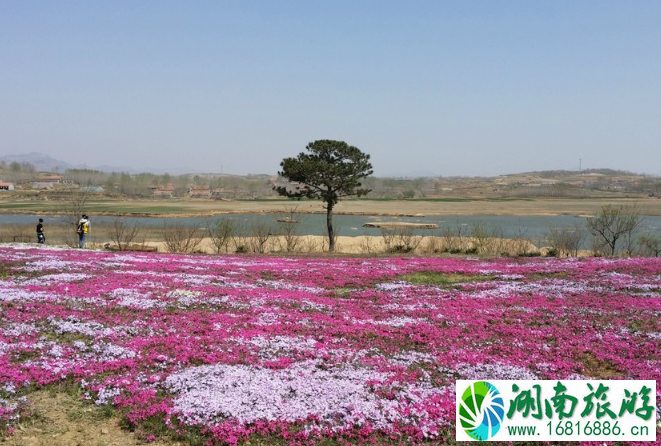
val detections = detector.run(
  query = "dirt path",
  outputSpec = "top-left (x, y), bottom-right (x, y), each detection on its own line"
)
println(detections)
top-left (2, 391), bottom-right (178, 446)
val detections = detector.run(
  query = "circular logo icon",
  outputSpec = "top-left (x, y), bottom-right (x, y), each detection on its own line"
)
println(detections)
top-left (459, 381), bottom-right (505, 441)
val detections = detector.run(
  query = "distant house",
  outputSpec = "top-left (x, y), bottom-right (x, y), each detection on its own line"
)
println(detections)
top-left (153, 189), bottom-right (174, 198)
top-left (211, 188), bottom-right (233, 199)
top-left (31, 181), bottom-right (53, 190)
top-left (189, 185), bottom-right (211, 198)
top-left (80, 186), bottom-right (104, 192)
top-left (41, 174), bottom-right (63, 183)
top-left (0, 181), bottom-right (14, 191)
top-left (153, 183), bottom-right (175, 198)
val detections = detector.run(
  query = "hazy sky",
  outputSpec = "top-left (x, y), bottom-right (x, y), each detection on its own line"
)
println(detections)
top-left (1, 1), bottom-right (659, 177)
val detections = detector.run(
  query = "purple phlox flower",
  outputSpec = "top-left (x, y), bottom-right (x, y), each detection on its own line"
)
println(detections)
top-left (454, 362), bottom-right (538, 380)
top-left (243, 335), bottom-right (318, 359)
top-left (90, 341), bottom-right (138, 361)
top-left (375, 281), bottom-right (411, 292)
top-left (165, 360), bottom-right (447, 436)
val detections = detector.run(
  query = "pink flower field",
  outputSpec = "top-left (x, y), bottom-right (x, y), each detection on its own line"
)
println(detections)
top-left (0, 245), bottom-right (660, 445)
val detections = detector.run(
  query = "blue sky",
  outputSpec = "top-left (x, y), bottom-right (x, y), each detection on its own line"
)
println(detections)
top-left (1, 1), bottom-right (659, 176)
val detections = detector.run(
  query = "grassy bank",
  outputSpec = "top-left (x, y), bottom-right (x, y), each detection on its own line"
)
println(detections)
top-left (2, 196), bottom-right (660, 217)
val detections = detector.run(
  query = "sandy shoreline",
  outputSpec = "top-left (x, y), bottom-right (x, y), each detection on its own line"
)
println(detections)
top-left (96, 233), bottom-right (545, 256)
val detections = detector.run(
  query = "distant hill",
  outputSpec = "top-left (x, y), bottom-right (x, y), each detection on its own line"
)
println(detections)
top-left (383, 170), bottom-right (439, 178)
top-left (0, 152), bottom-right (205, 175)
top-left (0, 152), bottom-right (143, 174)
top-left (1, 152), bottom-right (656, 180)
top-left (521, 168), bottom-right (638, 178)
top-left (0, 152), bottom-right (74, 172)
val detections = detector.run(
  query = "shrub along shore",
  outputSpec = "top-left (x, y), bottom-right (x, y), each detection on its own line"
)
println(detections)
top-left (1, 220), bottom-right (548, 256)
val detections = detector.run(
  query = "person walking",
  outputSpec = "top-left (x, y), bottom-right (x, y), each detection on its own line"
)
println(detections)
top-left (77, 214), bottom-right (89, 248)
top-left (36, 218), bottom-right (45, 244)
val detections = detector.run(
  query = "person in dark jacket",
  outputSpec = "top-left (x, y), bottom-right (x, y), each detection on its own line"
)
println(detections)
top-left (36, 218), bottom-right (45, 244)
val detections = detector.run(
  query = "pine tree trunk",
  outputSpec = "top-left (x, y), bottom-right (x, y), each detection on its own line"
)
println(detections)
top-left (326, 202), bottom-right (334, 252)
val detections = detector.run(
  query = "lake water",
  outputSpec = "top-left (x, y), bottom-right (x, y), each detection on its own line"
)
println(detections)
top-left (3, 213), bottom-right (660, 243)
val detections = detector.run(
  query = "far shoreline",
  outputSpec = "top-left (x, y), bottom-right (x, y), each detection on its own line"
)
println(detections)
top-left (0, 197), bottom-right (660, 217)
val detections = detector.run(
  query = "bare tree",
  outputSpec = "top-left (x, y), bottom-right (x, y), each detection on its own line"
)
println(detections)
top-left (422, 234), bottom-right (445, 254)
top-left (469, 222), bottom-right (491, 254)
top-left (638, 233), bottom-right (661, 257)
top-left (106, 217), bottom-right (142, 251)
top-left (508, 224), bottom-right (538, 257)
top-left (381, 227), bottom-right (423, 253)
top-left (61, 186), bottom-right (93, 247)
top-left (359, 235), bottom-right (381, 254)
top-left (230, 220), bottom-right (252, 253)
top-left (302, 236), bottom-right (322, 253)
top-left (276, 205), bottom-right (304, 252)
top-left (545, 224), bottom-right (585, 257)
top-left (205, 217), bottom-right (235, 254)
top-left (586, 204), bottom-right (643, 256)
top-left (247, 221), bottom-right (274, 254)
top-left (439, 220), bottom-right (467, 253)
top-left (161, 220), bottom-right (203, 253)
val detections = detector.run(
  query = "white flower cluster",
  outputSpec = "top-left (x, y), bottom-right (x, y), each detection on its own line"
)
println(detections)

- [Exercise prompt]
Output all the entries above verbatim, please. No images.

- [Result for this task]
val detections = detector.run(
  query = "dirt path",
  outputSpec = "top-left (x, y), bottom-right (x, y), each detection on its own line"
)
println(detections)
top-left (2, 391), bottom-right (178, 446)
val detections = detector.run(
  query = "circular logo icon",
  outputSpec = "top-left (x, y), bottom-right (x, y), each detection on its own line"
)
println(detections)
top-left (459, 381), bottom-right (505, 441)
val detections = detector.run(
  query = "distant house",
  outputSpec = "top-left (x, y), bottom-right (x, y), each detection on its own line"
)
println(detections)
top-left (153, 189), bottom-right (174, 198)
top-left (211, 188), bottom-right (233, 199)
top-left (31, 181), bottom-right (53, 190)
top-left (189, 185), bottom-right (211, 198)
top-left (80, 186), bottom-right (104, 192)
top-left (41, 174), bottom-right (63, 183)
top-left (0, 181), bottom-right (14, 191)
top-left (153, 183), bottom-right (175, 198)
val detections = detector.run(
  query = "hazy sky",
  outputSpec = "top-left (x, y), bottom-right (x, y), each detection on its own line"
)
println(detections)
top-left (1, 1), bottom-right (659, 177)
val detections = detector.run(
  query = "purple phlox flower",
  outputSpec = "top-left (x, y), bottom-right (x, y), each detection on its own line"
)
println(detections)
top-left (454, 362), bottom-right (538, 380)
top-left (243, 335), bottom-right (318, 359)
top-left (90, 341), bottom-right (138, 361)
top-left (375, 281), bottom-right (411, 292)
top-left (165, 360), bottom-right (447, 436)
val detections = detector.run(
  query = "pink flower field",
  outputSpec = "top-left (x, y), bottom-right (x, y), each detection on its own line"
)
println(detections)
top-left (0, 245), bottom-right (660, 445)
val detections = detector.run(
  query = "blue sky",
  outputSpec = "top-left (x, y), bottom-right (x, y), each detection on its own line"
)
println(detections)
top-left (1, 1), bottom-right (659, 176)
val detections = detector.run(
  query = "grassy bank",
  outputSpec = "top-left (x, y), bottom-right (x, y), each detection on its own line"
)
println(detections)
top-left (2, 196), bottom-right (660, 217)
val detections = detector.run(
  query = "sandy shoreline",
  outputSpec = "top-left (x, y), bottom-right (x, y), each detection on its own line"
)
println(detections)
top-left (96, 233), bottom-right (545, 256)
val detections = detector.run(
  query = "distant hill",
  outputSpec = "top-left (x, y), bottom-right (x, y), each detection on its own line"
)
println(detections)
top-left (383, 170), bottom-right (439, 178)
top-left (0, 152), bottom-right (205, 175)
top-left (0, 152), bottom-right (143, 174)
top-left (1, 152), bottom-right (656, 180)
top-left (521, 168), bottom-right (638, 178)
top-left (0, 152), bottom-right (74, 172)
val detections = detector.run(
  query = "shrub along shore",
  outputSpec = "top-left (x, y), bottom-right (x, y), each detection on its own line"
)
println(detections)
top-left (1, 220), bottom-right (548, 256)
val detections = detector.run(
  query = "person walking",
  outputSpec = "top-left (x, y), bottom-right (x, y), each detection on its own line"
)
println(detections)
top-left (77, 214), bottom-right (89, 248)
top-left (36, 218), bottom-right (45, 244)
val detections = detector.run(
  query = "person in dark jacket",
  outputSpec = "top-left (x, y), bottom-right (x, y), each detection on its own line"
)
println(detections)
top-left (36, 218), bottom-right (45, 244)
val detections = detector.run(
  query = "pine tree trunk",
  outputSpec = "top-left (x, y), bottom-right (x, y), each detection on its own line"
)
println(detections)
top-left (326, 202), bottom-right (334, 252)
val detections = detector.run(
  query = "lake water",
  outputSpec = "top-left (x, y), bottom-right (x, y), each detection on its own line"
)
println(detections)
top-left (3, 213), bottom-right (660, 243)
val detections = detector.run(
  query = "far shoreline",
  outputSpec = "top-left (x, y), bottom-right (x, y), each detection on its own line"
)
println(detections)
top-left (0, 197), bottom-right (660, 217)
val detections = detector.run(
  query = "bare tree",
  outputSpec = "top-left (x, y), bottom-right (x, y), each detection on its own line"
)
println(detections)
top-left (422, 234), bottom-right (445, 254)
top-left (469, 222), bottom-right (491, 254)
top-left (638, 233), bottom-right (661, 257)
top-left (106, 217), bottom-right (142, 251)
top-left (508, 224), bottom-right (538, 257)
top-left (381, 227), bottom-right (423, 253)
top-left (61, 186), bottom-right (93, 247)
top-left (359, 235), bottom-right (381, 254)
top-left (230, 220), bottom-right (252, 253)
top-left (302, 236), bottom-right (322, 253)
top-left (276, 205), bottom-right (304, 252)
top-left (545, 224), bottom-right (585, 257)
top-left (205, 217), bottom-right (235, 254)
top-left (586, 204), bottom-right (643, 256)
top-left (247, 221), bottom-right (274, 254)
top-left (439, 220), bottom-right (467, 253)
top-left (161, 220), bottom-right (203, 253)
val detections = detector.run(
  query = "white flower cluster",
  outputSpec = "top-left (x, y), bottom-right (x, y), each detection on its own line"
)
println(detections)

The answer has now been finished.